Information supplied:

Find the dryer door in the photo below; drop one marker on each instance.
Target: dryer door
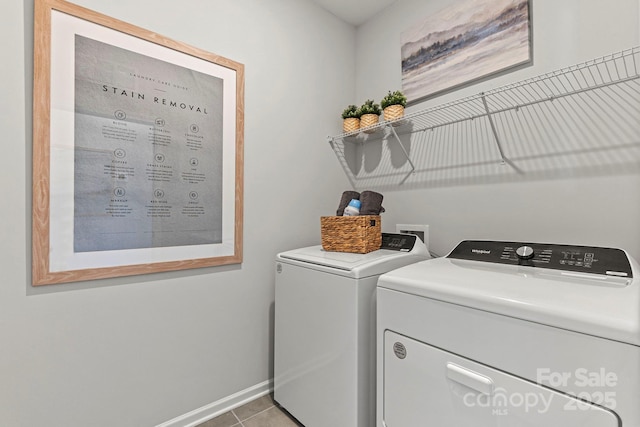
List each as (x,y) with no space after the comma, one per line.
(424,385)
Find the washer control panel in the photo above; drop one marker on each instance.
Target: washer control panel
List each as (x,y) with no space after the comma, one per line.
(585,259)
(398,242)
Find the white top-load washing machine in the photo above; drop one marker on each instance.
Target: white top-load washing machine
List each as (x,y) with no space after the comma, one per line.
(324,362)
(511,334)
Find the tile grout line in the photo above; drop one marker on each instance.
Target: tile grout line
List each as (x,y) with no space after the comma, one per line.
(234,414)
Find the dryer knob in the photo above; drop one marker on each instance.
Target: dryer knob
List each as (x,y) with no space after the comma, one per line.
(525,252)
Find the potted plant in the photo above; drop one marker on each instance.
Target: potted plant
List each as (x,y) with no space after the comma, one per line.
(351,119)
(393,105)
(369,113)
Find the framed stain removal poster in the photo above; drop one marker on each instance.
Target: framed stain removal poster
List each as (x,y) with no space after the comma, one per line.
(138,150)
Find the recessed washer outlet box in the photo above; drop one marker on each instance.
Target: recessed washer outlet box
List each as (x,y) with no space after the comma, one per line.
(422,231)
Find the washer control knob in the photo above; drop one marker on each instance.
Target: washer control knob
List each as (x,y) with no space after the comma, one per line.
(525,252)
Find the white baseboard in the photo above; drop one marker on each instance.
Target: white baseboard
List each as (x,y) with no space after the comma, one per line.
(212,410)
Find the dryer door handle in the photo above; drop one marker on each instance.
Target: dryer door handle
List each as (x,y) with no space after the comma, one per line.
(469,378)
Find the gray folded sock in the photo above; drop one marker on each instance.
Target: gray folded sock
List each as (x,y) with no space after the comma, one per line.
(347,196)
(371,203)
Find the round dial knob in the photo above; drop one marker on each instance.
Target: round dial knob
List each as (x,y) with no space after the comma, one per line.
(525,252)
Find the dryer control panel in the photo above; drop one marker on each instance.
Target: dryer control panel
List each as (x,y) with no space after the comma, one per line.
(585,259)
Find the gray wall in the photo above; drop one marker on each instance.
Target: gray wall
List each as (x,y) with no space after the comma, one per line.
(140,351)
(596,206)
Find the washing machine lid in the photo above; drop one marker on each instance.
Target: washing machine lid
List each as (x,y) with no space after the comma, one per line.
(604,302)
(361,265)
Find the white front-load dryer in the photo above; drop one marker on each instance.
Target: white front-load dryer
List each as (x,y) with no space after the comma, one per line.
(510,334)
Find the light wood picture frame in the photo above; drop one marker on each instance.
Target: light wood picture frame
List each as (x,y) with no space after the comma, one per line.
(137,150)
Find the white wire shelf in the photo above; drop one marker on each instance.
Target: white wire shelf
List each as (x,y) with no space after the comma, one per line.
(590,106)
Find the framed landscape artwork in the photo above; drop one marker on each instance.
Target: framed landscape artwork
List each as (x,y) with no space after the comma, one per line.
(463,43)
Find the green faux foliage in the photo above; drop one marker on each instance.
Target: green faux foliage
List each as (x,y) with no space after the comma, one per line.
(393,98)
(370,107)
(351,112)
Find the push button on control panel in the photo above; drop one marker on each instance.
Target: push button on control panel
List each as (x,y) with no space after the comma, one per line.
(525,252)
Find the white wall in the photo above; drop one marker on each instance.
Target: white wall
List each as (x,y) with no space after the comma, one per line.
(570,206)
(142,350)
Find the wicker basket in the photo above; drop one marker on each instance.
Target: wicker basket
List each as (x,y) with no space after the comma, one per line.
(393,112)
(368,120)
(351,124)
(356,234)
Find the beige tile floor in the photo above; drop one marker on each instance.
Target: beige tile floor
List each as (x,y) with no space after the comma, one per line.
(262,412)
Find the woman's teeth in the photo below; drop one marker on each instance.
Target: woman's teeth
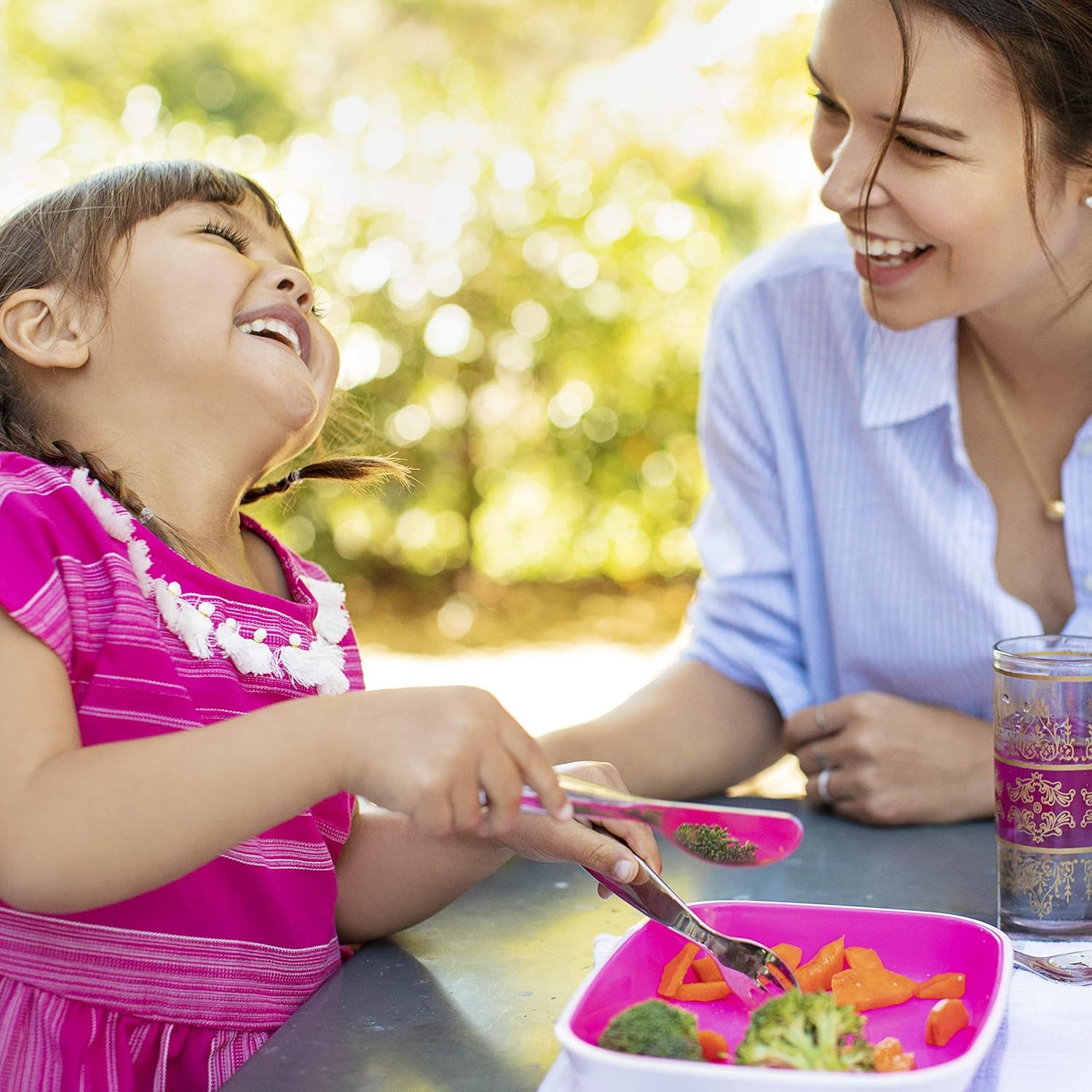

The exercise: Show every line from the rows above that contains the word "artwork".

Solution for this exercise:
Find the framed landscape artwork in the photo above; drop one marker on each instance.
Target: framed landscape artwork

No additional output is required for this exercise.